* Begin RECORDS FOR THE EXERCISE *

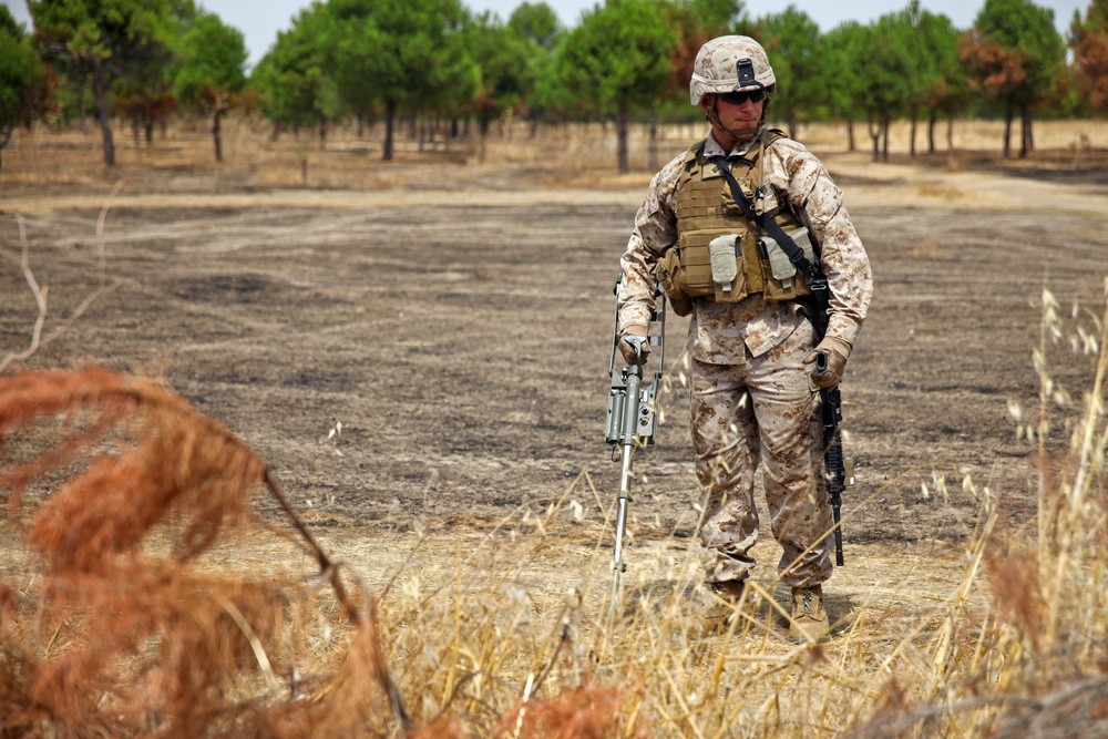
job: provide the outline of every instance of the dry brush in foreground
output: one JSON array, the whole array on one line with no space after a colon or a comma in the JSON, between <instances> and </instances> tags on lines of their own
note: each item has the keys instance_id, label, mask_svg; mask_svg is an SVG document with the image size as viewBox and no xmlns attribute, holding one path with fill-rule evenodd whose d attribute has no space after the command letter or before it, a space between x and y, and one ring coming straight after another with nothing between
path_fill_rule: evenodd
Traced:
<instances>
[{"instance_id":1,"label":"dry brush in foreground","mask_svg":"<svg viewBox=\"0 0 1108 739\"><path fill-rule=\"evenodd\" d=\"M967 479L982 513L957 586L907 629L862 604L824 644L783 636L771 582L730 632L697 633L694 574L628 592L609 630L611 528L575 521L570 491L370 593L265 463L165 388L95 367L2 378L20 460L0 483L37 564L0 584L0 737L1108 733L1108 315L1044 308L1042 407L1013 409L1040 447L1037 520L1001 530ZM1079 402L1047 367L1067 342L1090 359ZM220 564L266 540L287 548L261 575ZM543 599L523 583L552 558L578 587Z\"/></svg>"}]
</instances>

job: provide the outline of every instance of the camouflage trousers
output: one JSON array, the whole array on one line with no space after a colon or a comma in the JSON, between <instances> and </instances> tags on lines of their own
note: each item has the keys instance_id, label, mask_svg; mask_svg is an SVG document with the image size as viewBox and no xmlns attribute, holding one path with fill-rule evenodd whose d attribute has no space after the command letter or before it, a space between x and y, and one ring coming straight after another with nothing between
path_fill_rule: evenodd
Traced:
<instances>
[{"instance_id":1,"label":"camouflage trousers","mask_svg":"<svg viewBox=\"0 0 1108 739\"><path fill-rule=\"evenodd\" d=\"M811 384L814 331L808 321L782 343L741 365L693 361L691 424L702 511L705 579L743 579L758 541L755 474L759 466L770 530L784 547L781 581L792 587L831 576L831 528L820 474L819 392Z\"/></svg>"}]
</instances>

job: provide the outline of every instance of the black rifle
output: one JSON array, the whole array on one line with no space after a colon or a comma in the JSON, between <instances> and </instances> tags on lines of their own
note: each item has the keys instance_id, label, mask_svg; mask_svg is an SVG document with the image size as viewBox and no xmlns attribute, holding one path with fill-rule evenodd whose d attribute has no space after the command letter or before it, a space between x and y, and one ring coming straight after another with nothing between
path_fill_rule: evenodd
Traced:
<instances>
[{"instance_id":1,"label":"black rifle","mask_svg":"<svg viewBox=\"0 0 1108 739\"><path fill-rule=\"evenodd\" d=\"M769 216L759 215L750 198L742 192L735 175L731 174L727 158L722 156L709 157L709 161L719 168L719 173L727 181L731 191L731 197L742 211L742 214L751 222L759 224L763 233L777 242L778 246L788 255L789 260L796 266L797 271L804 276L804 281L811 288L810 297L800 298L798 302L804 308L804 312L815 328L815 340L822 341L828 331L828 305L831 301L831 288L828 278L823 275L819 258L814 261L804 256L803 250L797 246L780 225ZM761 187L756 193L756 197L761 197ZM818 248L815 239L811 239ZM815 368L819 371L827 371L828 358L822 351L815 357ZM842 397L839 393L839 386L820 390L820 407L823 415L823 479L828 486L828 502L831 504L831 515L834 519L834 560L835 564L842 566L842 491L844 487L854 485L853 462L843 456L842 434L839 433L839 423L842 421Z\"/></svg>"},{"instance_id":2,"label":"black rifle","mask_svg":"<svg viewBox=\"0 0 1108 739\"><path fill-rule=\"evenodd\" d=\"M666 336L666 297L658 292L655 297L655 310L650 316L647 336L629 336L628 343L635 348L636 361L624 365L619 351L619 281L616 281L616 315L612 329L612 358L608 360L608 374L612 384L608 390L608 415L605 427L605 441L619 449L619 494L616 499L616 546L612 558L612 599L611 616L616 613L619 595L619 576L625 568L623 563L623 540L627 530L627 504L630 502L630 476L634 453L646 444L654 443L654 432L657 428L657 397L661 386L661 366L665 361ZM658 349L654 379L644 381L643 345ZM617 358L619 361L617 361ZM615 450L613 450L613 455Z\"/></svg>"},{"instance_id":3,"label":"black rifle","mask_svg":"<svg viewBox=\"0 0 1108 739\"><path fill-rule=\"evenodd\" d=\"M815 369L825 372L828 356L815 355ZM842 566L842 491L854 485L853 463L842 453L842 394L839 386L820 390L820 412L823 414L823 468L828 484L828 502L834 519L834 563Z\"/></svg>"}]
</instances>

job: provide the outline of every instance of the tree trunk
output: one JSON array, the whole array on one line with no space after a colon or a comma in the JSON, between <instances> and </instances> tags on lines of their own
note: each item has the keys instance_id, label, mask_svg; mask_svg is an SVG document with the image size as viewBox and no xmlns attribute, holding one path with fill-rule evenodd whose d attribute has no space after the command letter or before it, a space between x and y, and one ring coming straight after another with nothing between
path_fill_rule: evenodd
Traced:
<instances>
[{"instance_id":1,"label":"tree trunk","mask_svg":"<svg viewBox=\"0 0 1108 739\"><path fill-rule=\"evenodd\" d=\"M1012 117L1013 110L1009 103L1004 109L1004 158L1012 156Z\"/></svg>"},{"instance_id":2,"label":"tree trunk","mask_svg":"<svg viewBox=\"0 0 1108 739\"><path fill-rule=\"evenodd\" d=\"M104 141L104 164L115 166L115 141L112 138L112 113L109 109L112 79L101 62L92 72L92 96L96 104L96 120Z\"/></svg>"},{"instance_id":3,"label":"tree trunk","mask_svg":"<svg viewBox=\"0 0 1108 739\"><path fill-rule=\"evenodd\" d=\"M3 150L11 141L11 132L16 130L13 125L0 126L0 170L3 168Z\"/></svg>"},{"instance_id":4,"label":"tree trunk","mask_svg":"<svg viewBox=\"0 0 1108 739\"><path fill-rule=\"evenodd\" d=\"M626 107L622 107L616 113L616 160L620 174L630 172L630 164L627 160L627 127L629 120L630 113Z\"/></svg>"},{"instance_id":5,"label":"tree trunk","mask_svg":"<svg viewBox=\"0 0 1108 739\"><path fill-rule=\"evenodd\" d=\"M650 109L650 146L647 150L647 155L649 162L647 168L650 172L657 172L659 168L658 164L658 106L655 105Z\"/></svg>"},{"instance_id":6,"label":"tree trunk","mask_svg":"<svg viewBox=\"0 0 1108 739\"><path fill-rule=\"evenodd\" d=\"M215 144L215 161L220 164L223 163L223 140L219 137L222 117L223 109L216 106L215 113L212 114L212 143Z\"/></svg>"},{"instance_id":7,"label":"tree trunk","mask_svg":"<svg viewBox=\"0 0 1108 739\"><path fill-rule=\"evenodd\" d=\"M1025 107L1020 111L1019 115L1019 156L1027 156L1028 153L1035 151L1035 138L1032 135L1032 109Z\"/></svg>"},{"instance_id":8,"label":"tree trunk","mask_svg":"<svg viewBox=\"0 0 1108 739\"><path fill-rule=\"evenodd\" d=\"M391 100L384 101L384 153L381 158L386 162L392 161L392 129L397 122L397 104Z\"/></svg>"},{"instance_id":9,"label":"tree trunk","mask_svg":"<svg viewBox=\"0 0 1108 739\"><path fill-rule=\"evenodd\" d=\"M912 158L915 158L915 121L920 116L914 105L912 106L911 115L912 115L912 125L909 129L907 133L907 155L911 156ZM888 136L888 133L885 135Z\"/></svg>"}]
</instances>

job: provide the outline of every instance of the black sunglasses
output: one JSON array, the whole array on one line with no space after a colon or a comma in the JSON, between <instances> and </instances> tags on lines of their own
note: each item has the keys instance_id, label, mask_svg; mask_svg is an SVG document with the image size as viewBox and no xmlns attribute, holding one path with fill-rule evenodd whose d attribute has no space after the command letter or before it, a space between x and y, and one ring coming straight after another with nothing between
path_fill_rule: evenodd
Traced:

* End RECORDS FOR THE EXERCISE *

• _SET PROBLEM_
Copy every line of the material above word for word, leaving out the pictures.

• _CORRECT OUTPUT_
job: provide the outline of every instance of the dry brush in foreground
output: one JSON array, the whole array on one line with no space after a colon or a comma in the JSON, between <instances> and </instances> tags on lines of their own
note: each item has the keys instance_id, label, mask_svg; mask_svg is an SVG document with the image size as viewBox and no xmlns attribute, holding one path with fill-rule evenodd whose d attribute has no space after the command letter or before it, a space between x and y, and one ring coming straight after another with nothing between
path_fill_rule: evenodd
Traced:
<instances>
[{"instance_id":1,"label":"dry brush in foreground","mask_svg":"<svg viewBox=\"0 0 1108 739\"><path fill-rule=\"evenodd\" d=\"M967 479L982 513L957 586L907 629L862 604L824 644L783 636L771 582L730 632L697 633L694 574L628 592L609 630L611 528L575 521L570 491L370 593L265 463L165 388L95 367L2 378L20 460L0 483L37 564L0 584L0 737L1108 733L1108 315L1044 308L1042 407L1013 409L1040 447L1037 520L1001 530ZM1079 402L1047 367L1067 342L1090 359ZM220 564L266 540L287 548L261 575ZM543 599L523 583L552 558L578 587Z\"/></svg>"}]
</instances>

job: provide the outline of every instance of the camouflage trousers
output: one JSON array, the whole array on one line with no space after a colon or a comma in the JSON, between <instances> and </instances> tags on lines of their own
note: each item has the keys instance_id, label, mask_svg; mask_svg is an SVG document with the image size as viewBox and no xmlns attribute, holding one path with fill-rule evenodd whose d attribute has no space after the command letter or before it, a space between x and y, and one ring coming straight after another with nothing between
path_fill_rule: evenodd
Traced:
<instances>
[{"instance_id":1,"label":"camouflage trousers","mask_svg":"<svg viewBox=\"0 0 1108 739\"><path fill-rule=\"evenodd\" d=\"M811 384L814 331L808 321L782 343L741 365L693 361L691 424L702 511L705 579L743 579L758 541L755 474L759 466L770 530L784 547L781 581L792 587L831 576L831 528L820 474L819 392Z\"/></svg>"}]
</instances>

job: provide the outline of every instance of the black rifle
output: one JSON array, the whole array on one line with no space after a colon or a comma in the JSON, between <instances> and </instances> tags on lines of their own
note: each item has the keys instance_id, label, mask_svg; mask_svg is an SVG document with the image size as viewBox and no xmlns attribute, holding one path with fill-rule evenodd whose d attribute has no space after the command letter or before it, a space between x and y, and one ring coming straight after another with nothing between
path_fill_rule: evenodd
Traced:
<instances>
[{"instance_id":1,"label":"black rifle","mask_svg":"<svg viewBox=\"0 0 1108 739\"><path fill-rule=\"evenodd\" d=\"M769 216L759 215L750 198L742 192L735 175L731 174L727 158L722 156L709 157L709 161L719 168L719 173L727 181L731 191L731 197L742 211L742 214L751 222L759 224L763 233L777 242L778 246L788 255L789 260L796 266L797 271L804 276L804 281L811 288L810 297L800 298L798 302L804 308L804 312L815 328L815 340L822 341L828 331L828 305L831 301L831 288L828 278L823 275L819 258L814 261L804 256L803 250L797 246L780 225ZM761 187L756 193L756 197L761 197ZM818 248L815 239L811 239ZM815 368L819 371L827 371L828 358L822 351L815 357ZM842 397L839 393L839 386L820 390L820 407L823 415L823 479L828 486L828 502L831 504L831 515L834 519L834 560L835 564L842 566L842 491L844 487L854 485L853 462L843 456L842 434L839 433L839 423L842 421Z\"/></svg>"},{"instance_id":2,"label":"black rifle","mask_svg":"<svg viewBox=\"0 0 1108 739\"><path fill-rule=\"evenodd\" d=\"M666 336L666 297L658 292L655 297L655 310L650 316L647 336L629 336L628 343L635 348L636 361L624 365L619 351L619 281L616 281L616 315L612 329L612 358L608 360L608 374L612 384L608 390L608 415L605 427L605 441L619 449L619 494L616 499L616 546L612 558L612 599L611 616L616 613L619 595L619 576L625 568L623 563L623 540L627 530L627 504L630 502L630 476L634 453L646 444L654 443L654 432L657 428L657 397L661 386L661 366L665 361ZM658 349L654 379L644 381L643 345ZM617 358L619 361L617 361ZM615 450L613 450L613 455Z\"/></svg>"},{"instance_id":3,"label":"black rifle","mask_svg":"<svg viewBox=\"0 0 1108 739\"><path fill-rule=\"evenodd\" d=\"M815 369L825 372L828 356L815 355ZM842 566L842 491L854 485L853 463L842 453L842 394L839 386L820 390L820 412L823 414L823 468L828 484L828 502L834 519L834 563Z\"/></svg>"}]
</instances>

job: provide the outline of every instance of the tree trunk
output: one JSON array, the whole array on one line with no space after a colon or a comma in the JSON, between <instances> and </instances> tags on lines of their own
note: each item has the keys instance_id, label, mask_svg; mask_svg is an SVG document with the image size as viewBox and no xmlns attribute, holding one path with fill-rule evenodd whose d attribute has no space after the command letter or before it, a space between x and y, and one ring coming straight after another with nothing between
path_fill_rule: evenodd
Traced:
<instances>
[{"instance_id":1,"label":"tree trunk","mask_svg":"<svg viewBox=\"0 0 1108 739\"><path fill-rule=\"evenodd\" d=\"M1012 117L1013 110L1009 103L1004 109L1004 158L1012 156Z\"/></svg>"},{"instance_id":2,"label":"tree trunk","mask_svg":"<svg viewBox=\"0 0 1108 739\"><path fill-rule=\"evenodd\" d=\"M104 141L104 164L115 166L115 141L112 138L112 113L109 109L112 79L101 62L92 72L92 96L96 104L96 120Z\"/></svg>"},{"instance_id":3,"label":"tree trunk","mask_svg":"<svg viewBox=\"0 0 1108 739\"><path fill-rule=\"evenodd\" d=\"M3 150L11 141L11 132L16 130L13 125L0 126L0 170L3 168Z\"/></svg>"},{"instance_id":4,"label":"tree trunk","mask_svg":"<svg viewBox=\"0 0 1108 739\"><path fill-rule=\"evenodd\" d=\"M626 107L622 107L616 113L616 160L620 174L630 172L630 164L627 160L627 127L629 120L630 113Z\"/></svg>"},{"instance_id":5,"label":"tree trunk","mask_svg":"<svg viewBox=\"0 0 1108 739\"><path fill-rule=\"evenodd\" d=\"M650 109L650 146L647 150L647 155L649 162L647 168L650 172L657 172L659 168L658 164L658 106L655 105Z\"/></svg>"},{"instance_id":6,"label":"tree trunk","mask_svg":"<svg viewBox=\"0 0 1108 739\"><path fill-rule=\"evenodd\" d=\"M215 144L215 161L220 164L223 163L223 140L219 137L222 117L223 109L216 106L215 113L212 114L212 143Z\"/></svg>"},{"instance_id":7,"label":"tree trunk","mask_svg":"<svg viewBox=\"0 0 1108 739\"><path fill-rule=\"evenodd\" d=\"M1025 107L1020 111L1019 115L1019 156L1027 156L1028 153L1035 151L1035 138L1032 135L1032 109Z\"/></svg>"},{"instance_id":8,"label":"tree trunk","mask_svg":"<svg viewBox=\"0 0 1108 739\"><path fill-rule=\"evenodd\" d=\"M391 100L384 101L384 153L381 158L386 162L392 161L392 129L397 122L397 104Z\"/></svg>"},{"instance_id":9,"label":"tree trunk","mask_svg":"<svg viewBox=\"0 0 1108 739\"><path fill-rule=\"evenodd\" d=\"M912 158L915 158L915 121L920 116L914 105L912 106L911 115L912 115L912 125L909 129L907 133L907 155L911 156ZM888 136L888 133L885 135Z\"/></svg>"}]
</instances>

job: provide the outline of every instance of the black sunglasses
output: one JSON array, the whole array on one line with no space after a colon or a comma in the JSON, between <instances> and </instances> tags on lines of their own
note: each item has the keys instance_id, label, mask_svg; mask_svg is an SVG document with the image size as viewBox and no xmlns attribute, holding one path with fill-rule evenodd whose d attribute has no space after the command letter or before it, a space between x and y, and one ring coming straight after another with nothing between
path_fill_rule: evenodd
Traced:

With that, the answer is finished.